▸ Passage for review
┏━━
First of all, you need to decide which DNA you want to extract. If it is your own, a saliva sample is recommended. How you can best find this out is explained below. Alternatively, you can use a strawberry or a piece of kiwi. Buy the fruit untreated (not cooked, pickled or otherwise treated). The experiment works best with soft, very ripe fruits.

1. Have all the utensils you will need ready. Put the alcohol in the freezer. It should be freezing cold for the experiment. For example, you can use very strong rum, heather spirit or the like, or you can buy pure alcohol in the pharmacy. The alcohol should be as strong as possible and at least 80 percent. If 50 to 70 percent alcohol is used, it is a matter of luck whether the experiment works, and even if it does, it takes significantly longer for the DNA to become visible. Warning: Do not freeze the alcohol, otherwise the bottle could burst.
2. Turn the tap on hot and wait until the water is really hot. Fill a normal drinking glass a quarter full with hot water.
┗━━
▸ Supplied data
┏━━
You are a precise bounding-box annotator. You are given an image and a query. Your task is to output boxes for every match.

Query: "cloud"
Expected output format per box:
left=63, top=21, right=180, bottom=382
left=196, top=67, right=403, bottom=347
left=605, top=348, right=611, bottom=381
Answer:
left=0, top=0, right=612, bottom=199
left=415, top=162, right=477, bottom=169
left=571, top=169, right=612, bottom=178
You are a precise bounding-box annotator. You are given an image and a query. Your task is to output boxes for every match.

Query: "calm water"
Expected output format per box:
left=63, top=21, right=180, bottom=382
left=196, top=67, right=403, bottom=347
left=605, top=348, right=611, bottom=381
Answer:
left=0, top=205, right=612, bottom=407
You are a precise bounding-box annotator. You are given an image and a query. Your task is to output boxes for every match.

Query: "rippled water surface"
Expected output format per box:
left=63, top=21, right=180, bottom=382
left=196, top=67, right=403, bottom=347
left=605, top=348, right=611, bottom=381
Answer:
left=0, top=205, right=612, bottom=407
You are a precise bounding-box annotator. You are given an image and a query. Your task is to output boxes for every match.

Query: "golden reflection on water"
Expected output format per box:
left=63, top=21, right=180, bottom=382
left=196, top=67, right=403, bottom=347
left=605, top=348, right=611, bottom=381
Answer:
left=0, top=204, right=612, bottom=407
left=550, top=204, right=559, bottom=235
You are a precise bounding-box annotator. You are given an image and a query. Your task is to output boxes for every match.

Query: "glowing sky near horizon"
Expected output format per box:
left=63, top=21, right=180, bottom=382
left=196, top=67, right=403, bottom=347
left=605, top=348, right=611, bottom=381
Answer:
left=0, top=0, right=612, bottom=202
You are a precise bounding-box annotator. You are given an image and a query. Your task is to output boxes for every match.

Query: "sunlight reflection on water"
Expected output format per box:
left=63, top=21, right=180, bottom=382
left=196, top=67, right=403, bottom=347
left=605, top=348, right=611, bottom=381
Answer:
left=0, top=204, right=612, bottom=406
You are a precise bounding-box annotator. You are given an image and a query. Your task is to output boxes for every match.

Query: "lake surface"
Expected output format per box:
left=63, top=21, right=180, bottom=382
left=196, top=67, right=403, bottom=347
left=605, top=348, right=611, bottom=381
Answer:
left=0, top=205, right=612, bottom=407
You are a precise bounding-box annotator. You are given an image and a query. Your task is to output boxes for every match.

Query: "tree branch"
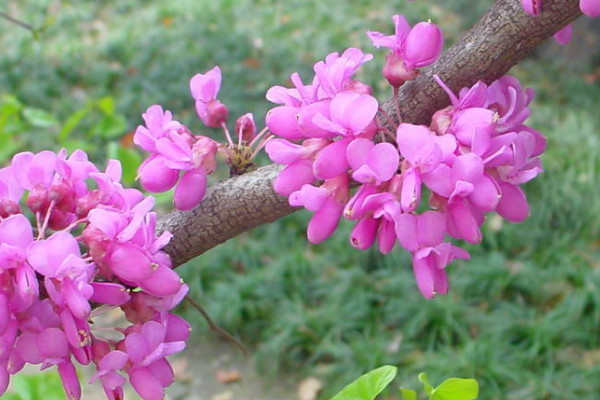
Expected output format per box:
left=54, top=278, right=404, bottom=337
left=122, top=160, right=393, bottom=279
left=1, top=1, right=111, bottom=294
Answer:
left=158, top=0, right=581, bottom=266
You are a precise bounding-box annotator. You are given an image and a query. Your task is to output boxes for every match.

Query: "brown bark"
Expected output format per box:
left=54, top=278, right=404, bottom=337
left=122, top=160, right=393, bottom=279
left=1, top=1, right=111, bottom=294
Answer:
┗━━
▸ What this exercise asks
A: Transcribe the stretch of the DNA extraction instructions from "1. Have all" through "with hot water.".
B: Pick up the DNA extraction instructions after their final sentence and continue them.

▸ Answers below
A:
1. Have all the utensils you will need ready. Put the alcohol in the freezer. It should be freezing cold for the experiment. For example, you can use very strong rum, heather spirit or the like, or you can buy pure alcohol in the pharmacy. The alcohol should be as strong as possible and at least 80 percent. If 50 to 70 percent alcohol is used, it is a matter of luck whether the experiment works, and even if it does, it takes significantly longer for the DNA to become visible. Warning: Do not freeze the alcohol, otherwise the bottle could burst.
2. Turn the tap on hot and wait until the water is really hot. Fill a normal drinking glass a quarter full with hot water.

B:
3. Once you've decided to extract DNA from your saliva, take a teaspoon and use it to scrape the saliva off your inner cheekbones. The scraping should be vigorous but not painful in order to preserve as many cells as possible. Transfer the saliva to the hot water and repeat the procedure several times in different places in your mouth.
4. If you prefer to use fruit instead of saliva, cut one or two strawberries or half a kiwi into as small pieces as possible and add them to the hot water.
5. Add a good shot of washing-up liquid (about a tablespoon full) and a teaspoon of meat tenderizer.
6. Now stir the mixture well with a teaspoon. If you use fruit, crush the remaining pieces of fruit on the wall of the vessel. Avoid using a blender, as this can damage the DNA and your future yield would be smaller.
7. Then add half a teaspoon of salt and continue stirring vigorously for five minutes.
8. Place the two coffee filters inside each other to achieve a double filter effect and place them in a clean glass. Pour in your mixture and filter it. You can gently press on the filter to force the liquid through. However, this should be done carefully so that one or both of the filters does not tear. You can throw away the remains in the filter, because the DNA is in the filtered liquid.
9. Now take the alcohol out of the freezer and very carefully pour it into your DNA mixture. You should let it slowly run down the inside of the glass. The alcohol forms its own layer on the DNA mixture. The amount of alcohol added should be (at least) as large as the amount of DNA mixture in the glass.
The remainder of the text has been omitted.